Listed records:
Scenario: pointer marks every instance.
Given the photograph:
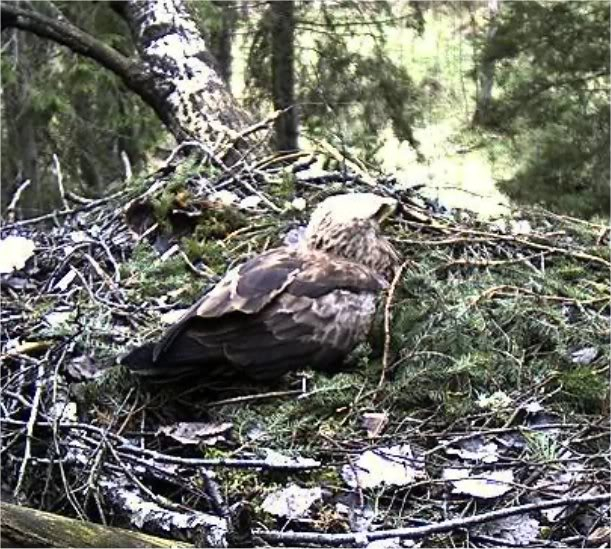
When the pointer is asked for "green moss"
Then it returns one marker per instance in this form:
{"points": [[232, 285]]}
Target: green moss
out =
{"points": [[584, 389]]}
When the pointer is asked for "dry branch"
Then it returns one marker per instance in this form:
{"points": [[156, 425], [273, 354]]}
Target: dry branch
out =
{"points": [[26, 527]]}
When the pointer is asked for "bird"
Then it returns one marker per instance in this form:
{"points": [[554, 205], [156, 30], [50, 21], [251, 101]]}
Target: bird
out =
{"points": [[288, 308]]}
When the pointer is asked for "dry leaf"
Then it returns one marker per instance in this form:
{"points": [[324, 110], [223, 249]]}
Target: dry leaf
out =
{"points": [[374, 423], [291, 502], [14, 253], [196, 433], [482, 485], [390, 466]]}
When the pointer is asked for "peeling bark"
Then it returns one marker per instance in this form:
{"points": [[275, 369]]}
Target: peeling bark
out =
{"points": [[174, 74], [282, 30]]}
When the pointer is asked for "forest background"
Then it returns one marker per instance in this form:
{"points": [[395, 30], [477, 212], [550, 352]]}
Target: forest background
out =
{"points": [[483, 102]]}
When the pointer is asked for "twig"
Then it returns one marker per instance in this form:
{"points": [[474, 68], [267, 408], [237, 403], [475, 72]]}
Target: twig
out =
{"points": [[10, 210], [60, 180], [250, 398], [30, 428], [422, 531], [387, 318]]}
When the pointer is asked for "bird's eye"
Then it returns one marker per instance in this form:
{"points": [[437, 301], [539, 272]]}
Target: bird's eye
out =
{"points": [[384, 211]]}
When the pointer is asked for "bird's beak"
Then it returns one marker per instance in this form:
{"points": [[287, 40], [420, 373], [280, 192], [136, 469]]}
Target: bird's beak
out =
{"points": [[386, 210]]}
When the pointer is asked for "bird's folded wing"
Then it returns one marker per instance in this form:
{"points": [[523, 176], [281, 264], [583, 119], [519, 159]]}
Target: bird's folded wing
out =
{"points": [[278, 312]]}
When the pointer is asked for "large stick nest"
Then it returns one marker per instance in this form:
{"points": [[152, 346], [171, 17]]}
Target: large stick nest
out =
{"points": [[485, 386]]}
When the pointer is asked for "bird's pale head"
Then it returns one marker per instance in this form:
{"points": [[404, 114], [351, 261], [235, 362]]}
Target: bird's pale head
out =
{"points": [[348, 225]]}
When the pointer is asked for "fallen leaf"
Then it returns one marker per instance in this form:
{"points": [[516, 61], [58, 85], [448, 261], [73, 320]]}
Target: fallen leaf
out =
{"points": [[390, 466], [65, 281], [196, 433], [57, 318], [83, 367], [171, 317], [291, 502], [374, 423], [276, 459], [496, 401], [475, 450], [227, 198], [251, 201], [483, 485], [299, 204], [14, 253], [584, 356], [516, 530]]}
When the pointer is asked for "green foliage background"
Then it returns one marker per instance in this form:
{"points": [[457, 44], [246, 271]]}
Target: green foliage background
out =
{"points": [[380, 80]]}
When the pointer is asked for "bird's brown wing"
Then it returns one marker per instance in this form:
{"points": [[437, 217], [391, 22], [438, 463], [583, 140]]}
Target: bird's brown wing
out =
{"points": [[281, 311]]}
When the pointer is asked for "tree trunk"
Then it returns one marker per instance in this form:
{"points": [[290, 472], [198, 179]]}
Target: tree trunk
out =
{"points": [[20, 160], [175, 73], [26, 527], [485, 73], [282, 30], [221, 40]]}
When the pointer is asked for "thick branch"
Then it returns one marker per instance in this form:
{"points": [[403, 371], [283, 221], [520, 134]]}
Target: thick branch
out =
{"points": [[416, 532], [132, 72], [25, 527], [68, 35]]}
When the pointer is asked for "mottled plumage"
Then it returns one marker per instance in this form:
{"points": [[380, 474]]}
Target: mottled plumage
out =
{"points": [[287, 308]]}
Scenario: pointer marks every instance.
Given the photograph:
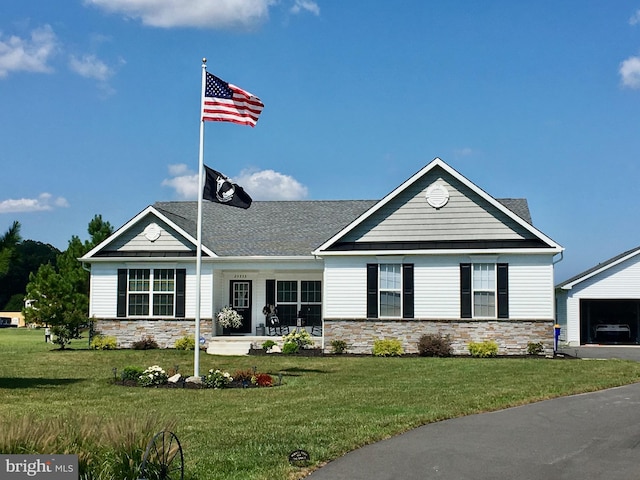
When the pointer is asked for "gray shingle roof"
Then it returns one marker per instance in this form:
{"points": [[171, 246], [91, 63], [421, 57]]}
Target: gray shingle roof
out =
{"points": [[519, 206], [278, 228], [269, 228], [595, 268]]}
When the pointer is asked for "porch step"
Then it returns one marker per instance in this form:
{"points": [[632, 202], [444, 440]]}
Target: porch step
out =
{"points": [[232, 345]]}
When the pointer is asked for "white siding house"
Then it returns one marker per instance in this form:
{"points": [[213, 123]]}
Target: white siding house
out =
{"points": [[602, 304], [436, 255]]}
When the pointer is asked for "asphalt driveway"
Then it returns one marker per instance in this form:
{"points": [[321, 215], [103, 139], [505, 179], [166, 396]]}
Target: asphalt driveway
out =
{"points": [[587, 437]]}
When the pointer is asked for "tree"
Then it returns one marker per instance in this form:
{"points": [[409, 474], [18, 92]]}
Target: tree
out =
{"points": [[8, 243], [54, 301], [27, 258], [60, 296]]}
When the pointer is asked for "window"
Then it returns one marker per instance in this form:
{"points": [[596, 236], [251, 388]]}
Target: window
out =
{"points": [[293, 297], [483, 290], [138, 293], [163, 292], [390, 290], [138, 282], [311, 302]]}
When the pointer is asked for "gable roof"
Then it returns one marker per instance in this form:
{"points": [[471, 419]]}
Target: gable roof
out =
{"points": [[520, 234], [596, 270], [268, 228]]}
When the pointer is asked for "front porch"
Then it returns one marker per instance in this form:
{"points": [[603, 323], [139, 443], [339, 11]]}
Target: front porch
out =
{"points": [[241, 344]]}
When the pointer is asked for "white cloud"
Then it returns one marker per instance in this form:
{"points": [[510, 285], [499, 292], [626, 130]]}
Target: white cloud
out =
{"points": [[89, 66], [45, 201], [183, 181], [270, 185], [195, 13], [463, 152], [630, 72], [259, 184], [306, 5], [29, 55]]}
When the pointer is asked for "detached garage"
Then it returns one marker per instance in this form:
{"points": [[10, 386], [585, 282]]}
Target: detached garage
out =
{"points": [[602, 304]]}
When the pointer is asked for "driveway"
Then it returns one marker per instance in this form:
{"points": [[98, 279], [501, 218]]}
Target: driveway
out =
{"points": [[622, 352], [587, 437]]}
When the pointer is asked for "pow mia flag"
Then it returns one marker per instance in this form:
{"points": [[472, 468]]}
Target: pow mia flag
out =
{"points": [[219, 189]]}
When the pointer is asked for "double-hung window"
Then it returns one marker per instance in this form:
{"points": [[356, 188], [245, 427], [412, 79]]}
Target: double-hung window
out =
{"points": [[311, 301], [294, 298], [390, 290], [146, 292], [484, 290]]}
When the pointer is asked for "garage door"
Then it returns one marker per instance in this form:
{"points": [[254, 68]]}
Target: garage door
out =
{"points": [[610, 322]]}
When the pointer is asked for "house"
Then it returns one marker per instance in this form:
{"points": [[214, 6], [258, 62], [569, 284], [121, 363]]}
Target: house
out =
{"points": [[602, 304], [436, 255]]}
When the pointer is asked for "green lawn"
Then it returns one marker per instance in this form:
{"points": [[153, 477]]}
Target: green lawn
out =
{"points": [[326, 405]]}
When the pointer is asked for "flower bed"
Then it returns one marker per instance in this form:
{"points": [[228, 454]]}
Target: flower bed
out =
{"points": [[156, 377]]}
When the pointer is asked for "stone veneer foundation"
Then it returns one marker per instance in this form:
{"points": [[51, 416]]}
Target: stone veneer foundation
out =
{"points": [[164, 332], [512, 336]]}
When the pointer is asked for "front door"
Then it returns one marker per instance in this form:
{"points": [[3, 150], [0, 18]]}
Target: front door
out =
{"points": [[240, 301]]}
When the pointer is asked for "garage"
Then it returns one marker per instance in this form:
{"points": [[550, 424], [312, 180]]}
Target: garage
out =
{"points": [[602, 305], [609, 322]]}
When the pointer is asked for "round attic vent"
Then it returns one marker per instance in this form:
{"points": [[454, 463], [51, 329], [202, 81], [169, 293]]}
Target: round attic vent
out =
{"points": [[152, 232], [437, 195]]}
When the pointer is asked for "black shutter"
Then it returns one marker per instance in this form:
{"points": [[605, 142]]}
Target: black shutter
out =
{"points": [[270, 293], [503, 290], [407, 290], [465, 290], [181, 275], [372, 290], [122, 293]]}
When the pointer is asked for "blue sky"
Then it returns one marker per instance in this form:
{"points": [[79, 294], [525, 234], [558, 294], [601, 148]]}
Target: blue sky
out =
{"points": [[99, 107]]}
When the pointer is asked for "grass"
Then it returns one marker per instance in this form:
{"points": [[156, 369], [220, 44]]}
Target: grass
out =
{"points": [[326, 405]]}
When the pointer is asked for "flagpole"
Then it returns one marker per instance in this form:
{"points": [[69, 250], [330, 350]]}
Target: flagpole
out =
{"points": [[196, 352]]}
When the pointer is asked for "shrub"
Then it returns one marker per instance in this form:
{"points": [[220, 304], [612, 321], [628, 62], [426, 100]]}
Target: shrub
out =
{"points": [[217, 379], [434, 345], [152, 377], [262, 380], [301, 338], [338, 346], [488, 348], [387, 348], [290, 348], [147, 343], [244, 375], [185, 343], [535, 348], [131, 373], [100, 342]]}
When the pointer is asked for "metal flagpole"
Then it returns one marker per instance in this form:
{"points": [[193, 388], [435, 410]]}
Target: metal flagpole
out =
{"points": [[196, 352]]}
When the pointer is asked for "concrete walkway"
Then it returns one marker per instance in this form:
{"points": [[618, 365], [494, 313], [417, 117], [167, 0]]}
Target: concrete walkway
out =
{"points": [[587, 437]]}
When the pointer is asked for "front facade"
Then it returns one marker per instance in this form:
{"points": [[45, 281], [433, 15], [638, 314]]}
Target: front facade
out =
{"points": [[436, 255], [602, 304]]}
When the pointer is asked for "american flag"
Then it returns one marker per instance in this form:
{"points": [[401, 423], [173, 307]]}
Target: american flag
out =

Exercise aim: Show every line above that contains the word "large".

Problem solution:
When the pointer is asked for "large stick nest"
Target: large stick nest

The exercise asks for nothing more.